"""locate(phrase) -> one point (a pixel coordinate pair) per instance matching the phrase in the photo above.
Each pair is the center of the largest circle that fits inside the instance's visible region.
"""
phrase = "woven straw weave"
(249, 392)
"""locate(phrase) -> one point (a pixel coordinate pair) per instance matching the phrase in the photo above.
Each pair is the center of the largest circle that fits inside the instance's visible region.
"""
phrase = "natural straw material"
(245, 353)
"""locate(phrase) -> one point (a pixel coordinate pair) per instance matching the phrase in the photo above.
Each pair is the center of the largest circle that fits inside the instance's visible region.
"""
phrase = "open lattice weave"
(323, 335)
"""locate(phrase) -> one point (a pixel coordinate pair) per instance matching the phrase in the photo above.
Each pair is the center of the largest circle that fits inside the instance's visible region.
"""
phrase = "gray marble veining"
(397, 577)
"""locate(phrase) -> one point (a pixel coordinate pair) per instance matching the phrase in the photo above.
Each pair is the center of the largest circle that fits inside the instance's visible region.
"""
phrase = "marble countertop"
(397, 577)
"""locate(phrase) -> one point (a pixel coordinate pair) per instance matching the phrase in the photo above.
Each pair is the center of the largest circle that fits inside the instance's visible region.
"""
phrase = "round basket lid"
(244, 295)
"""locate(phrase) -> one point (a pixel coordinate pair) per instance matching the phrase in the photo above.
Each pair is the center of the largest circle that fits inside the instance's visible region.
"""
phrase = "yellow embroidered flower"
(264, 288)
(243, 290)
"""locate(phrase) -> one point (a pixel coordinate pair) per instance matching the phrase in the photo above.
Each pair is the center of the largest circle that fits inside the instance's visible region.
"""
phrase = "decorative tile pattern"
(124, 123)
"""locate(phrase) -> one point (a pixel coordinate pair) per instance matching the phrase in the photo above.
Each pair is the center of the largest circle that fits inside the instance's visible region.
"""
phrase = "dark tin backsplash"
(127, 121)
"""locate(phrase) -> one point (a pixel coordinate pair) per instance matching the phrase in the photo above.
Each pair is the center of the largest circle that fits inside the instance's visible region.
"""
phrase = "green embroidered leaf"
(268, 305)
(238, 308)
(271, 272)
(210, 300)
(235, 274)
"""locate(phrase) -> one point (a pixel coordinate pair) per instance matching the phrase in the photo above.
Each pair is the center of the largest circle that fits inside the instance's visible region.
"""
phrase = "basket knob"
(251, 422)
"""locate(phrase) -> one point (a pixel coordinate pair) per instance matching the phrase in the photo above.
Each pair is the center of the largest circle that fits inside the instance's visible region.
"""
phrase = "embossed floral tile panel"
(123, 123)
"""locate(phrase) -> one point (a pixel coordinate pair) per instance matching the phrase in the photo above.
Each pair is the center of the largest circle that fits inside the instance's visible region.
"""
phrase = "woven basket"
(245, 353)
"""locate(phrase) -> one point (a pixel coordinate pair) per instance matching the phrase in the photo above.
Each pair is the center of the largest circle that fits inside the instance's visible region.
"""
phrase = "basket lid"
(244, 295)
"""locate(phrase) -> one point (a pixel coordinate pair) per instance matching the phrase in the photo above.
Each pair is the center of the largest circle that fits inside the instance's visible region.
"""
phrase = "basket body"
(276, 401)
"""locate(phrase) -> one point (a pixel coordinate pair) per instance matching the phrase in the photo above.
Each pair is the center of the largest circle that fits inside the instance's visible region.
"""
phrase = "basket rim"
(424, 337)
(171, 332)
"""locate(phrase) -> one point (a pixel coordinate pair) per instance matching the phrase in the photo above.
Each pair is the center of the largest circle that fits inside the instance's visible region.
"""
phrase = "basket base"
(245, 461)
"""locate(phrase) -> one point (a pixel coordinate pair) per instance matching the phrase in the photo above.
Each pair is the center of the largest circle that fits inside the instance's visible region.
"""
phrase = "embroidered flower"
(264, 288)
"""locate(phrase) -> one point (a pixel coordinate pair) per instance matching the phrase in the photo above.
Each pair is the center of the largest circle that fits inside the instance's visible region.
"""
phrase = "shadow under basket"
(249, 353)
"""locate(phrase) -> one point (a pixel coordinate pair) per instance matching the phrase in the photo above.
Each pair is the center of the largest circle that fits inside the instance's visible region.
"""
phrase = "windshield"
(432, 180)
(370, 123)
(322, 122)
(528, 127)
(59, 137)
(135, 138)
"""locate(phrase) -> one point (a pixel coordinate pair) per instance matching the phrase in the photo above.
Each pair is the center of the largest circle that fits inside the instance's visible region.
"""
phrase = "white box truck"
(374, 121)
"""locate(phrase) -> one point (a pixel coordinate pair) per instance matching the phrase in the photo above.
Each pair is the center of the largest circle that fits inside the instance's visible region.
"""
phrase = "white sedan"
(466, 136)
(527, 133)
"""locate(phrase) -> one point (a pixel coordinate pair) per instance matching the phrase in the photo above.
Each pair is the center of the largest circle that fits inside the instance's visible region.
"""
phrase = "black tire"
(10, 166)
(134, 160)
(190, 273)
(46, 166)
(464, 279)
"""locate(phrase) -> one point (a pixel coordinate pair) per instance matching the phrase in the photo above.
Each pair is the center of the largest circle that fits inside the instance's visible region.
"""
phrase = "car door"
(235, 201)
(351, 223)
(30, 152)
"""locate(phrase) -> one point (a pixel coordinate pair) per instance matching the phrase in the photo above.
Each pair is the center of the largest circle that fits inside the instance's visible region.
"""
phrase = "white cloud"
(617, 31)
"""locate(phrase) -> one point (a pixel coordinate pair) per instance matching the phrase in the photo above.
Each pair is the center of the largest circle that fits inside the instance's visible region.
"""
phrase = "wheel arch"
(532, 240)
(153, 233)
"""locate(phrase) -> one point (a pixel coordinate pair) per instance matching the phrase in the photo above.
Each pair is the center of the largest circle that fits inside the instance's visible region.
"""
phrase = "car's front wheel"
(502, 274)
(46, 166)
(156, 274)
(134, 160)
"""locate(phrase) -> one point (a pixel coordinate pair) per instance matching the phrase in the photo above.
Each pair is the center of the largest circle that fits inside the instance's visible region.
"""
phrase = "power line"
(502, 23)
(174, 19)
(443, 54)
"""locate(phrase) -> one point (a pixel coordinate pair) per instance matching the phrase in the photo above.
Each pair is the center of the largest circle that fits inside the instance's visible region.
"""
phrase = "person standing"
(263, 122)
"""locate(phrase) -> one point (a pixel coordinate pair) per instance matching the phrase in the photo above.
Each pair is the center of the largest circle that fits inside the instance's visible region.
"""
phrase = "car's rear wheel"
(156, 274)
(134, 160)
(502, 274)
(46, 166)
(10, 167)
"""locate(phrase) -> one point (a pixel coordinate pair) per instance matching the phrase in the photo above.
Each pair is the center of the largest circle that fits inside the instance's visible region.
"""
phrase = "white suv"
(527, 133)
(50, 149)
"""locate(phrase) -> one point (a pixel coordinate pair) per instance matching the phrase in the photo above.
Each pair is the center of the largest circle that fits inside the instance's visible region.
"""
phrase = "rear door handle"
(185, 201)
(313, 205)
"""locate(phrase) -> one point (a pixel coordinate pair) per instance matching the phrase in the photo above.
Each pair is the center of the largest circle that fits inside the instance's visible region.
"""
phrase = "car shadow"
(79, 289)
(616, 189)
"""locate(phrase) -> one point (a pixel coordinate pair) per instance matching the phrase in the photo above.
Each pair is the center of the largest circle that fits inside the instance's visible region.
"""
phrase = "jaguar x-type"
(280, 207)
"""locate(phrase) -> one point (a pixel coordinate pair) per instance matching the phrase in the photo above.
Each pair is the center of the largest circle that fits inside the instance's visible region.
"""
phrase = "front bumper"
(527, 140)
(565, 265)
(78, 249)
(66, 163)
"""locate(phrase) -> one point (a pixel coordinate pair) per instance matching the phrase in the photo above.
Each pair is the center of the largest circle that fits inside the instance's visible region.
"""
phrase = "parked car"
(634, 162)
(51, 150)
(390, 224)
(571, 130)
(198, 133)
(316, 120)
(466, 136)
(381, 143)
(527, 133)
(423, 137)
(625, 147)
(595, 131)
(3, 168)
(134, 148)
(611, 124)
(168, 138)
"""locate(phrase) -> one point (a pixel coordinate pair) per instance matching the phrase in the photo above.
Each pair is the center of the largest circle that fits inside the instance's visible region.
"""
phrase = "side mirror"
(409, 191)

━━━━━━━━

Show each line of the records above that contains the string "door".

phrase = "car door"
phrase = "rear door handle"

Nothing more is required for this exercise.